WHAT IS EXPECTED
Word for word, restate all of the entries.

THE DATA
###

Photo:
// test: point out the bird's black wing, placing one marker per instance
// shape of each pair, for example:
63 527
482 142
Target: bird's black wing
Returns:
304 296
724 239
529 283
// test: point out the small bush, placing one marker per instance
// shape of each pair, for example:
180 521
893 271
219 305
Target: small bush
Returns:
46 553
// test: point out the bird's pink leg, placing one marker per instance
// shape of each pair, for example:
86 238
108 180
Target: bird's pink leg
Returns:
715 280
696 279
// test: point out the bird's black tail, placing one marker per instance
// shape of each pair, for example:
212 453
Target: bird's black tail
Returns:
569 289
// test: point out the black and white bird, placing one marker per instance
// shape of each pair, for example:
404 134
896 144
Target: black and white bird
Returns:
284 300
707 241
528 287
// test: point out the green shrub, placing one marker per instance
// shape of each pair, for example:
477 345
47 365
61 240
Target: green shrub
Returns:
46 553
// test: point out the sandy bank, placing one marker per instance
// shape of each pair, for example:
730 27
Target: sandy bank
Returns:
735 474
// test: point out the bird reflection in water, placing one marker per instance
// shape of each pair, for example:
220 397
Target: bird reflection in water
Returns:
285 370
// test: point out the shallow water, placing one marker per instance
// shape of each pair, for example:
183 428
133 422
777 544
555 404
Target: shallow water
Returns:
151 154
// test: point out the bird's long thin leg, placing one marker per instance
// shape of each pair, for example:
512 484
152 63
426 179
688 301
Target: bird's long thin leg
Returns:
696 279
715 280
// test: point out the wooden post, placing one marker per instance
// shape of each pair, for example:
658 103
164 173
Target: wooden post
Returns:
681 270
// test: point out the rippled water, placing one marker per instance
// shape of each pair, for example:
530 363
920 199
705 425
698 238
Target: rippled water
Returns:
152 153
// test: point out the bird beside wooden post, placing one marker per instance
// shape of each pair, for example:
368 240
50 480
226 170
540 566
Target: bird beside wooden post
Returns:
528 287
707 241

###

THE COMPLETED TASK
Photo:
// test: point out the bird's black wing, placing one marker per instance
// shape of each pair, for example:
63 527
482 142
Target: bird's black wing
Returns:
304 296
724 239
529 283
// test: point out the small bush, placing one marker per instance
// shape of each pair, for example:
180 521
893 271
219 305
Target: small bush
Returns:
46 553
// test: point out the bird's pink leg, placing one marker per instance
// shape of each pair, for example:
86 238
108 180
Target: bird's pink leg
Returns:
715 280
696 279
// test: point out the bird's black tail, placing one marker per instance
// shape of each pair, for example:
212 453
Target: bird's black tail
Returns:
569 289
// test: point out the black and white bird, placing one marker per instance
// shape of each pair, for example:
404 134
896 144
Target: black and white bird
Returns:
284 300
707 241
528 287
// test: point out the green shrub, placing one marker per instance
// shape of each pair, for example:
477 345
47 365
61 240
Target: green shrub
Returns:
46 553
// test: point out the sandy bank, placing one marker per instance
// shape of each pair, for example:
730 27
Target: sandy bank
Returns:
735 474
// test: point out the bird reflection in water, placing one marker per instance
// shape of each pair, for example:
220 397
Target: bird reflection in water
Returns:
285 370
// test: point out the shallow water, placing one marker per instance
// shape of each pair, for example:
183 428
133 422
777 544
555 404
Target: shallow water
Returns:
151 154
// test: point out the bird's long thin leg, placing one marker per instance
// shape of each pair, for example:
512 484
152 63
426 179
688 301
Target: bird's long thin leg
Returns:
696 279
715 280
// test: point out the wooden post, placing one marker per instance
// shape of each pair, for example:
658 103
164 173
Target: wooden post
Returns:
681 270
// test: point out the rippled water, placing one marker per instance
// shape of each pair, for example:
530 363
920 199
705 425
698 238
Target: rippled water
Returns:
152 153
// test: point out the bird beside wooden post, placing one marker per instance
// shape of each pair, for example:
368 240
50 480
226 170
540 566
Target: bird beside wooden post
Returns:
528 287
707 241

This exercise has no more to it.